### Records provided:

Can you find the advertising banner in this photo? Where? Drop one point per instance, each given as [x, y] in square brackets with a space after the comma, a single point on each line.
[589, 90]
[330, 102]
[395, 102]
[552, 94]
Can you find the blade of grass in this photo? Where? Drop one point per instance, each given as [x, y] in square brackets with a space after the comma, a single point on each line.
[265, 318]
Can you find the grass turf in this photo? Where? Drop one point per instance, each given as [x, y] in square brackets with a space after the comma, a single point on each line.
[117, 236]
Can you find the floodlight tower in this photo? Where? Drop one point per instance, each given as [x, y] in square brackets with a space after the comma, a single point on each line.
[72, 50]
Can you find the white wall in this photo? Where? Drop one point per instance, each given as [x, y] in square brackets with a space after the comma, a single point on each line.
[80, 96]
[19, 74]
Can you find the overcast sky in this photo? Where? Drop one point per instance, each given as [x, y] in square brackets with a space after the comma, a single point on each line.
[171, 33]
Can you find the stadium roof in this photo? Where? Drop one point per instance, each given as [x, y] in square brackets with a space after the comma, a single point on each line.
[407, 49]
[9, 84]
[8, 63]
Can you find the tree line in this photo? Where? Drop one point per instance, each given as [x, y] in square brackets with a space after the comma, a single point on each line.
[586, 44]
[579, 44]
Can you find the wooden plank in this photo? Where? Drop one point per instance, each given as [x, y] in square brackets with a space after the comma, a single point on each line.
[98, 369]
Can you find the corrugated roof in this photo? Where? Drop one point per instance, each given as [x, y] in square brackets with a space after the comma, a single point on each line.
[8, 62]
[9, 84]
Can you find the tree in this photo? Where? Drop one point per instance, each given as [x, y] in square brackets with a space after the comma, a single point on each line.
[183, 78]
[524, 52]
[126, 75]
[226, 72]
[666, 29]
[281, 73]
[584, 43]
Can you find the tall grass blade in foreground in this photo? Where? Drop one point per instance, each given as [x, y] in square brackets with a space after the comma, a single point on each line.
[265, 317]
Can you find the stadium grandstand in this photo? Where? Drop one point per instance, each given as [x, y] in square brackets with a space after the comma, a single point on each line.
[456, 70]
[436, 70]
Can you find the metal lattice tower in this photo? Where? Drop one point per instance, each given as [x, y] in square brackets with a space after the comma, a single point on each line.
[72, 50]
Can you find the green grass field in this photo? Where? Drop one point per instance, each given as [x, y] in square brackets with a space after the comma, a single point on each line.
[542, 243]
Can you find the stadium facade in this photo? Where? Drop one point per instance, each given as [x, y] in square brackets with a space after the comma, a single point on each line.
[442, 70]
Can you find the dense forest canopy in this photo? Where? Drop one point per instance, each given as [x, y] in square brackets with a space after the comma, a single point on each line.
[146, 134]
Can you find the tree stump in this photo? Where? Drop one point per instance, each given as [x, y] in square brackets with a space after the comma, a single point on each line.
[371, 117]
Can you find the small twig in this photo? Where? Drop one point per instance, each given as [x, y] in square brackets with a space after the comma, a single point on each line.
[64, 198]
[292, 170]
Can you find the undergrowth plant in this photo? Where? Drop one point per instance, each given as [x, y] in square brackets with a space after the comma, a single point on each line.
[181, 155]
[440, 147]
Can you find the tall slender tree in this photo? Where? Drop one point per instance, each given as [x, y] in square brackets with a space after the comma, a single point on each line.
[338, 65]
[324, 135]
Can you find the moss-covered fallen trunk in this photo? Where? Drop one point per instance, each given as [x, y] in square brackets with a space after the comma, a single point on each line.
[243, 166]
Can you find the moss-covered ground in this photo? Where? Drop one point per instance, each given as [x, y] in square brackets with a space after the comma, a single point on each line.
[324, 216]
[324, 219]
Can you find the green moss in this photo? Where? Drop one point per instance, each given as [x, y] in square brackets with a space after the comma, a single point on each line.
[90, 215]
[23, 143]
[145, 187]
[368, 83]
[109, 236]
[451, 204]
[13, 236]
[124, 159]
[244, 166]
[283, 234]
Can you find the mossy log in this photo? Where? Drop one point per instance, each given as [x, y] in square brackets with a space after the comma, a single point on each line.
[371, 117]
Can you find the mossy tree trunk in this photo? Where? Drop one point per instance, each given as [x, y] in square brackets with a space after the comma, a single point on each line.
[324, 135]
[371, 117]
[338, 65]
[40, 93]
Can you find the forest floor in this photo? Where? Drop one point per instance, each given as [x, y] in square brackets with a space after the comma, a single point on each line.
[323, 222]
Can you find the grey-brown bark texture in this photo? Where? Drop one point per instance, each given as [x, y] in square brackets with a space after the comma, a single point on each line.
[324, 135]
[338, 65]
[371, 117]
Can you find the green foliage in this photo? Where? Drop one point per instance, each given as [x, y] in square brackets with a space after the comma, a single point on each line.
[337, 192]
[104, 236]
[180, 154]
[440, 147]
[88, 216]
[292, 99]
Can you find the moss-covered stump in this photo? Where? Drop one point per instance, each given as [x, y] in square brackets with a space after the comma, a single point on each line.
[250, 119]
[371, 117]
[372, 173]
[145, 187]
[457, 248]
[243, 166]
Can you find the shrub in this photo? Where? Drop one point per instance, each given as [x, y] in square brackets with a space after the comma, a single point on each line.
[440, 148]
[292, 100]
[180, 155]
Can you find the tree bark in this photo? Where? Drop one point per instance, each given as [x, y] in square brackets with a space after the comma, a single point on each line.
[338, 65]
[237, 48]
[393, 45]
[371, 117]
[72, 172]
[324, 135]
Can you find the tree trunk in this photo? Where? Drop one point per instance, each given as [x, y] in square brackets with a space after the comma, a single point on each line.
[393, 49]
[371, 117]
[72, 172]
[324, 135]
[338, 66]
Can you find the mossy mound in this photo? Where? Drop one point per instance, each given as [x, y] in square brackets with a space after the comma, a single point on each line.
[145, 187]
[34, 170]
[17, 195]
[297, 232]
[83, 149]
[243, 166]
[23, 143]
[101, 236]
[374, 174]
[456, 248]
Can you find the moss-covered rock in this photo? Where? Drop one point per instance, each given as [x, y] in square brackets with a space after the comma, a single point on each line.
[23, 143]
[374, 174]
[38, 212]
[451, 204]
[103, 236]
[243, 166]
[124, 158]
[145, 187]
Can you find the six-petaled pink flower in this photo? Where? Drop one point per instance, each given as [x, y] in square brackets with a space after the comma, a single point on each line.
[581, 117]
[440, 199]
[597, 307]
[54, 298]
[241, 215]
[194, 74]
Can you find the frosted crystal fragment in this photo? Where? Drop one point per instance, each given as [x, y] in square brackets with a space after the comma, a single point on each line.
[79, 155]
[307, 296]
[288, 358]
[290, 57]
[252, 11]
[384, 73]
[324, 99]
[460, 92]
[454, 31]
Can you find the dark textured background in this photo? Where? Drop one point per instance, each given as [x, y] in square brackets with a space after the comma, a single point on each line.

### Task requirements:
Exactly and exclusively, repeat the lines from the line that contains "Can you find the frosted" through the end of the records, both ends included.

### Output of the exercise:
Can you find the frosted crystal fragment in this photo? Where? Drop one point per instance, each given as [x, y] in square brackets with a space after the comma, a single point on each line.
[79, 155]
[307, 296]
[288, 358]
[290, 57]
[252, 11]
[384, 73]
[324, 99]
[460, 92]
[454, 31]
Can you find the dark textured background in this photo? Where? Drop one point per instance, each given as [x, y] in square brackets with a space after the comma, a single point on each line.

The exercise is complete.